• _Given text_
The mother, stepfather, and father filed suit under §1983 claiming that removing the teenager from the home without a warrant interfered with their constitutional right of familial association.   They also sued the County for failure to train in regards to protective custody warrants.  The Plaintiffs and Defendants both filed motions for summary judgment.  The court granted the defendants motion for summary judgment and denied plaintiffs motion.

The Court of Appeals Decision 

Was Removal appropriate?

As noted in Wallis v. Spencer 202 F.3d 1136, parents and children have a well-elaborated right to live together without government interference.  Therefore, Government officials may not remove children from parents’ custody without due process.  There is one exception in which officials may remove children.  This is when there is reasonable cause to believe that a child is in imminent danger in the home.  Thus, in considering whether the officers’ actions were appropriate in removing the teenager from the home the court in this case looked at two factors:  reasonable cause and imminent danger.

The first factor is that of reasonable cause.  An officer must have reasonable cause based on specific articulable evidence that a child is in imminent danger in order to remove child.  The question to be answered, therefore, is whether the evidence in this case created reasonable cause.

Here, the parents allege that the child was lying and therefore the evidence could not give rise to reasonable cause.  However, the Court notes that in Mabe v. San Bernardino County, Dep’t of Pub. Soc. Servs. 237 F.3d 1101, it was held that a victim’s report of abuse is compelling evidence.  The court held that even if the child was lying, the information provided gave rise to reasonable cause.

• _Information shown_
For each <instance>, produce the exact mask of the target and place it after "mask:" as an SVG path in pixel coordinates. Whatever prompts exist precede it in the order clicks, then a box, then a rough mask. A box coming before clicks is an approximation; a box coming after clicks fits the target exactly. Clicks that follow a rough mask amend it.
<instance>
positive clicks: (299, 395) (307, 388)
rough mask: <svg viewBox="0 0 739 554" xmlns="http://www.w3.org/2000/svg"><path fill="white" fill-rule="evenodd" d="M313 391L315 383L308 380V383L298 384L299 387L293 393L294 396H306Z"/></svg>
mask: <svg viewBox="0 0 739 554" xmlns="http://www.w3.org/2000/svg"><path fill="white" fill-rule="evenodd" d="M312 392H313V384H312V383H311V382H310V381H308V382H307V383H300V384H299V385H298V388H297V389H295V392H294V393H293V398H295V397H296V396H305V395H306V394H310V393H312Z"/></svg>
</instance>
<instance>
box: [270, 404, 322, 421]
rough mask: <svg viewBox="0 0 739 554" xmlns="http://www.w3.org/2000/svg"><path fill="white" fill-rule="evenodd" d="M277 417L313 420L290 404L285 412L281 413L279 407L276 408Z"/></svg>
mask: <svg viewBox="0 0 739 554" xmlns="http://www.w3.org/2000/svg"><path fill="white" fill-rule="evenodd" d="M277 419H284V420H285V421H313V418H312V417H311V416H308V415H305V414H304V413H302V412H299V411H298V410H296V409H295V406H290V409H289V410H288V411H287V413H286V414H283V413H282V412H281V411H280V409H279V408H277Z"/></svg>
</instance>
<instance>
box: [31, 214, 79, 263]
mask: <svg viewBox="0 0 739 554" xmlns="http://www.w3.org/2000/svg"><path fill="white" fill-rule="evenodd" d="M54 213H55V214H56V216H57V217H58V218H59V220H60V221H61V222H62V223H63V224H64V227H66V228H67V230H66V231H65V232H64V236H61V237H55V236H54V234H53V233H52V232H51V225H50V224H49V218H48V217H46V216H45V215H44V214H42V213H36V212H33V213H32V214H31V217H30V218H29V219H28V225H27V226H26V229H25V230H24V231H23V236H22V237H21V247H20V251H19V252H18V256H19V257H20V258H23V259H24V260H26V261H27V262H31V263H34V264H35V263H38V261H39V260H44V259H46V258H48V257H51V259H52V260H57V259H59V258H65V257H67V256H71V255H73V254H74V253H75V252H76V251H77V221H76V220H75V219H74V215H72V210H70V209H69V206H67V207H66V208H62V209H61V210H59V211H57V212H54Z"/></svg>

---

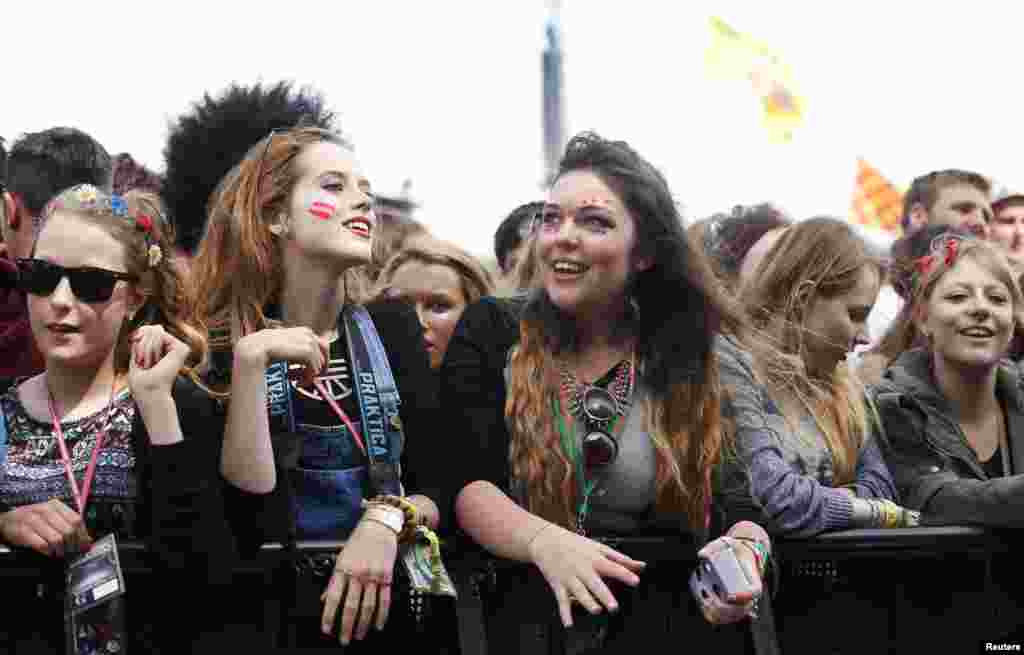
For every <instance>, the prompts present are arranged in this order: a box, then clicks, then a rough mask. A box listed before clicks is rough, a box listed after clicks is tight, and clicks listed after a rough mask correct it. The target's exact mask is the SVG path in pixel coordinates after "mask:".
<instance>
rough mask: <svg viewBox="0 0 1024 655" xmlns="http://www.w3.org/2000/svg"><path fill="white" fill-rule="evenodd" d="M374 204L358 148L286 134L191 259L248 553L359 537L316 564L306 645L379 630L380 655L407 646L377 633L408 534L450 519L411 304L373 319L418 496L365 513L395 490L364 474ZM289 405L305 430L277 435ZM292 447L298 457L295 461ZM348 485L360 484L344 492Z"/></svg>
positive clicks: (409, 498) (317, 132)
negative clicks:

• _What you will do_
A) Print the portion of the case summary starting at "The first factor" and ending at "gave rise to reasonable cause.".
B) Name each person the case summary says filed suit under §1983.
The records play no part in what is asked here.

• _Task-by-task results_
A)
The first factor is that of reasonable cause.  An officer must have reasonable cause based on specific articulable evidence that a child is in imminent danger in order to remove child.  The question to be answered, therefore, is whether the evidence in this case created reasonable cause.

Here, the parents allege that the child was lying and therefore the evidence could not give rise to reasonable cause.  However, the Court notes that in Mabe v. San Bernardino County, Dep’t of Pub. Soc. Servs. 237 F.3d 1101, it was held that a victim’s report of abuse is compelling evidence.  The court held that even if the child was lying, the information provided gave rise to reasonable cause.

B) The mother, the stepfather, and the father.